Task prompt:
Reproduce the material below with every occurrence of "instance" replaced by "occurrence", leaving everything else unchanged.

[Object position labeling entries]
______________________________

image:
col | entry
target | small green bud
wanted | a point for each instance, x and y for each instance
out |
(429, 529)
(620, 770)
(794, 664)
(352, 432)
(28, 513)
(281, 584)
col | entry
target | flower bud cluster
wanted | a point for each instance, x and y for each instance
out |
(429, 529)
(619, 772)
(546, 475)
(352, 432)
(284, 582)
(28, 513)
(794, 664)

______________________________

Task output:
image:
col | entry
target | small green bud
wanted | a point for each occurrence, x and y for each occurrence
out |
(429, 529)
(620, 770)
(794, 664)
(352, 432)
(28, 513)
(281, 584)
col | entry
target | flower bud cluster
wanted | a point for each occurrence, x and y for each occurrence
out |
(429, 529)
(619, 772)
(546, 475)
(352, 432)
(284, 582)
(28, 513)
(794, 664)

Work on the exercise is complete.